§ What is needed
The entire listing is to be repeated verbatim.

Stored records
──────────────────────────────

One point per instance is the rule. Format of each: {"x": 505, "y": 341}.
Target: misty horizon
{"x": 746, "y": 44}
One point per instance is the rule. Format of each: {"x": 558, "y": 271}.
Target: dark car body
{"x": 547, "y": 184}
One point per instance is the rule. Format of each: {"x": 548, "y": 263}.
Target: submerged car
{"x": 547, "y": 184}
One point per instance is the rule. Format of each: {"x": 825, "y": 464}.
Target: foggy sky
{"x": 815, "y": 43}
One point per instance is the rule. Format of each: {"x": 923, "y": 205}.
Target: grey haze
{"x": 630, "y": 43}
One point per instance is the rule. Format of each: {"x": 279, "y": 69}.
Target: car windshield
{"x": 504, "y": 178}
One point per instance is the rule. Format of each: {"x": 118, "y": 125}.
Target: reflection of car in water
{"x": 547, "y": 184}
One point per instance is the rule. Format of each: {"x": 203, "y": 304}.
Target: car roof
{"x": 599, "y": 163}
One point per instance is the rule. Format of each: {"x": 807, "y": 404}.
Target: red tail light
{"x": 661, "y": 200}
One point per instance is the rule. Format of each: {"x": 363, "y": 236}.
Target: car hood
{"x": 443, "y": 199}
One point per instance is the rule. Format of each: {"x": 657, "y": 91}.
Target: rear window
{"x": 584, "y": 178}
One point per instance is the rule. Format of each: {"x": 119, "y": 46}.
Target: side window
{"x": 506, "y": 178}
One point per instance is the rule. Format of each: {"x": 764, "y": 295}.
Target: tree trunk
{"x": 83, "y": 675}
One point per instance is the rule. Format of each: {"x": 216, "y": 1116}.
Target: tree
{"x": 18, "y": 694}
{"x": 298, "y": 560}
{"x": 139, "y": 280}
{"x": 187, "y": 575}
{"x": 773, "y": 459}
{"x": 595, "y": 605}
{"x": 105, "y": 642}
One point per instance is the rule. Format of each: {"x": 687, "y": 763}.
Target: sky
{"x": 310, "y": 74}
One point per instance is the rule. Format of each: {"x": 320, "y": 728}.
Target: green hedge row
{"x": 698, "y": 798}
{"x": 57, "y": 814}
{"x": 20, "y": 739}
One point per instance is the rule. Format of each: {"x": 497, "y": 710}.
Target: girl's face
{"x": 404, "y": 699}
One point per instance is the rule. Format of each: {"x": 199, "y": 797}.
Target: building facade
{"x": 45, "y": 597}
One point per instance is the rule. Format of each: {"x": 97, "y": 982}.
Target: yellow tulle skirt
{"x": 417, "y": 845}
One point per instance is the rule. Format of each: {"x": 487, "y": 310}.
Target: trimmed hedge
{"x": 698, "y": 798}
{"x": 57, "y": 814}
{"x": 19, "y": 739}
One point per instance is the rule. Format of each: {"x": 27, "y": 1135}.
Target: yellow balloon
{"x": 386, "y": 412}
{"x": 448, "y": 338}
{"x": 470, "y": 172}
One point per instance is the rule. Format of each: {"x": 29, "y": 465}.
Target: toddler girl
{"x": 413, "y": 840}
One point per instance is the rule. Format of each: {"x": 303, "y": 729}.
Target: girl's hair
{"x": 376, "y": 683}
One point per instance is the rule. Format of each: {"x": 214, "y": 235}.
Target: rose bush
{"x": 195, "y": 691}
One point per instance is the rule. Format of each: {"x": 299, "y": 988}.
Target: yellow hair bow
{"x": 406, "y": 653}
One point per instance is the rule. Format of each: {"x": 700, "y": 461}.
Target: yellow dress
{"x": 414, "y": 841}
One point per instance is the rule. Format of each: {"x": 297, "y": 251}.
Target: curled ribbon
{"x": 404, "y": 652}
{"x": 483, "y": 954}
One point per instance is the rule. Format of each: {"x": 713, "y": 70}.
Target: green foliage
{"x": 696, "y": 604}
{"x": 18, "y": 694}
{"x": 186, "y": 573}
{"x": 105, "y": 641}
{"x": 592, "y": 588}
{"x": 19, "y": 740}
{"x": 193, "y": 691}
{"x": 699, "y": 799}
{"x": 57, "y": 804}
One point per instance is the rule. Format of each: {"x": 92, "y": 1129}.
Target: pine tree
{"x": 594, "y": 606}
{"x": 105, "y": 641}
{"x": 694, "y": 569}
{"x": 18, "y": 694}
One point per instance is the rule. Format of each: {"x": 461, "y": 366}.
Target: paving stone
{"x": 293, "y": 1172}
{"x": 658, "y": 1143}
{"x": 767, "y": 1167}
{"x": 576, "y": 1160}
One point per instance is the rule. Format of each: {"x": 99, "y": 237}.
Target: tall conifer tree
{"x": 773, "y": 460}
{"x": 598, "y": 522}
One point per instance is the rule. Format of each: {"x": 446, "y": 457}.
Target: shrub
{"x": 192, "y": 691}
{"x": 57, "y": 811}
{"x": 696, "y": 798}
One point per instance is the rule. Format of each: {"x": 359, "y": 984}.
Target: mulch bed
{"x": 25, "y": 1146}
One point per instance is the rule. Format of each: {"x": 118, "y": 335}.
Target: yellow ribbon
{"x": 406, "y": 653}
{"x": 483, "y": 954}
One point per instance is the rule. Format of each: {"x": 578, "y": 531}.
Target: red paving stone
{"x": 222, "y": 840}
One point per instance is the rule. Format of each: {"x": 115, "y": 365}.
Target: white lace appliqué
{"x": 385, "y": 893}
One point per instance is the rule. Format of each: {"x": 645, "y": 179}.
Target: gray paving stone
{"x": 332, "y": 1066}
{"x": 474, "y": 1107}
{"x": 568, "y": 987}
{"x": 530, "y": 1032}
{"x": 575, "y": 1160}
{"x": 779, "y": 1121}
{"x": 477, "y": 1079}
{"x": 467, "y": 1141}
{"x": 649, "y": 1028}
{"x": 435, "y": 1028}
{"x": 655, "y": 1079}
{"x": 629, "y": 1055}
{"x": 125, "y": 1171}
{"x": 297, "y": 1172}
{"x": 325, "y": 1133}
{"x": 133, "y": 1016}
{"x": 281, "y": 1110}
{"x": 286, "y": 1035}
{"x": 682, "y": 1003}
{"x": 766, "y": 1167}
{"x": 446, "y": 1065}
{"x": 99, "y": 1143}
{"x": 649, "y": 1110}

──────────────────────────────

§ Complete output
One point per instance is the rule. Format of each: {"x": 505, "y": 341}.
Target: misty horizon
{"x": 746, "y": 44}
One point per instance is the rule. Format of each: {"x": 558, "y": 271}.
Target: dark car body
{"x": 547, "y": 184}
One point per instance is the rule. Format of each: {"x": 548, "y": 263}.
Target: submerged car
{"x": 547, "y": 184}
One point per instance is the rule. Format of each: {"x": 825, "y": 464}.
Target: foggy sky
{"x": 815, "y": 43}
One point per instance is the rule. Format of each: {"x": 923, "y": 205}.
Target: grey haze
{"x": 630, "y": 43}
One point per instance is the rule. Format of each: {"x": 279, "y": 69}.
Target: car windshield
{"x": 504, "y": 178}
One point per instance is the rule. Format of each: {"x": 118, "y": 125}.
Target: reflection of car in water
{"x": 547, "y": 184}
One point per instance is the rule. Format of each: {"x": 203, "y": 304}.
Target: car roof
{"x": 599, "y": 163}
One point per instance is the rule. Format of each: {"x": 807, "y": 404}.
Target: red tail light
{"x": 661, "y": 200}
One point per instance is the rule. Format of each: {"x": 363, "y": 236}.
Target: car hood
{"x": 443, "y": 199}
One point per instance is the rule. Format of each: {"x": 657, "y": 91}.
Target: rear window
{"x": 584, "y": 178}
One point per instance is the rule. Format of each: {"x": 119, "y": 46}.
Target: side window
{"x": 506, "y": 178}
One point per instance is the rule. Format of each: {"x": 764, "y": 295}.
Target: tree trunk
{"x": 83, "y": 675}
One point per instance is the rule. Format of each: {"x": 216, "y": 1116}.
Target: tree
{"x": 18, "y": 694}
{"x": 298, "y": 560}
{"x": 139, "y": 280}
{"x": 187, "y": 575}
{"x": 773, "y": 459}
{"x": 595, "y": 605}
{"x": 105, "y": 642}
One point per instance is the rule. Format of each: {"x": 687, "y": 763}.
Target: sky
{"x": 310, "y": 74}
One point per instance is the rule. Format of each: {"x": 320, "y": 728}.
Target: green hedge row
{"x": 698, "y": 798}
{"x": 57, "y": 814}
{"x": 20, "y": 739}
One point per instance is the rule. Format of each: {"x": 497, "y": 710}.
Target: girl's face
{"x": 404, "y": 699}
One point per instance is the rule. Format of each: {"x": 199, "y": 797}.
Target: building facade
{"x": 45, "y": 597}
One point per instance is the rule. Format of each: {"x": 97, "y": 982}.
Target: yellow tulle skirt
{"x": 417, "y": 845}
One point per instance is the rule. Format of each: {"x": 487, "y": 310}.
Target: trimmed hedge
{"x": 698, "y": 798}
{"x": 57, "y": 814}
{"x": 19, "y": 739}
One point per instance is the rule. Format of each: {"x": 27, "y": 1135}.
Target: yellow balloon
{"x": 386, "y": 412}
{"x": 448, "y": 338}
{"x": 470, "y": 172}
One point per instance is the rule. Format of each: {"x": 29, "y": 465}.
Target: toddler girl
{"x": 413, "y": 840}
One point per instance is the rule. Format of each: {"x": 303, "y": 729}.
Target: girl's hair
{"x": 376, "y": 683}
One point per instance is the rule. Format of each: {"x": 214, "y": 235}.
Target: rose bush
{"x": 195, "y": 691}
One point per instance is the rule. Format of each: {"x": 299, "y": 988}.
Target: yellow hair bow
{"x": 406, "y": 653}
One point per instance is the rule. Format of each: {"x": 700, "y": 461}.
Target: yellow dress
{"x": 414, "y": 841}
One point per instance is the rule. Format of each: {"x": 297, "y": 251}.
Target: curled ribbon
{"x": 404, "y": 652}
{"x": 483, "y": 954}
One point per instance is the rule. Format of each: {"x": 713, "y": 70}.
Target: green foliage
{"x": 696, "y": 604}
{"x": 18, "y": 694}
{"x": 186, "y": 573}
{"x": 105, "y": 641}
{"x": 592, "y": 588}
{"x": 19, "y": 740}
{"x": 193, "y": 691}
{"x": 699, "y": 799}
{"x": 57, "y": 804}
One point per instance is the rule. Format of each: {"x": 92, "y": 1129}.
Target: pine tree
{"x": 594, "y": 606}
{"x": 105, "y": 641}
{"x": 694, "y": 569}
{"x": 18, "y": 694}
One point per instance is the rule. Format of each: {"x": 461, "y": 366}.
Target: paving stone
{"x": 293, "y": 1172}
{"x": 658, "y": 1143}
{"x": 767, "y": 1167}
{"x": 576, "y": 1160}
One point per instance is the rule. Format of each: {"x": 99, "y": 237}.
Target: tall conifer tree
{"x": 773, "y": 460}
{"x": 598, "y": 522}
One point per instance is the rule. Format of each: {"x": 446, "y": 457}.
Target: shrub
{"x": 192, "y": 691}
{"x": 57, "y": 811}
{"x": 696, "y": 798}
One point per instance is the rule. Format of each: {"x": 359, "y": 984}.
Target: mulch bed
{"x": 25, "y": 1146}
One point per instance is the rule. Format of each: {"x": 118, "y": 335}.
Target: yellow ribbon
{"x": 406, "y": 653}
{"x": 483, "y": 954}
One point per instance is the rule. Format of each: {"x": 578, "y": 531}.
Target: red paving stone
{"x": 222, "y": 840}
One point per instance is the rule. Format of each: {"x": 115, "y": 365}.
Target: white lace appliqué
{"x": 385, "y": 893}
One point per instance is the rule. Format of each: {"x": 645, "y": 179}.
Target: gray paving stone
{"x": 332, "y": 1066}
{"x": 474, "y": 1107}
{"x": 568, "y": 987}
{"x": 530, "y": 1032}
{"x": 575, "y": 1160}
{"x": 779, "y": 1121}
{"x": 477, "y": 1079}
{"x": 467, "y": 1141}
{"x": 649, "y": 1028}
{"x": 435, "y": 1028}
{"x": 655, "y": 1079}
{"x": 629, "y": 1055}
{"x": 125, "y": 1171}
{"x": 297, "y": 1172}
{"x": 325, "y": 1133}
{"x": 133, "y": 1016}
{"x": 281, "y": 1110}
{"x": 286, "y": 1035}
{"x": 682, "y": 1003}
{"x": 766, "y": 1167}
{"x": 446, "y": 1065}
{"x": 99, "y": 1143}
{"x": 649, "y": 1110}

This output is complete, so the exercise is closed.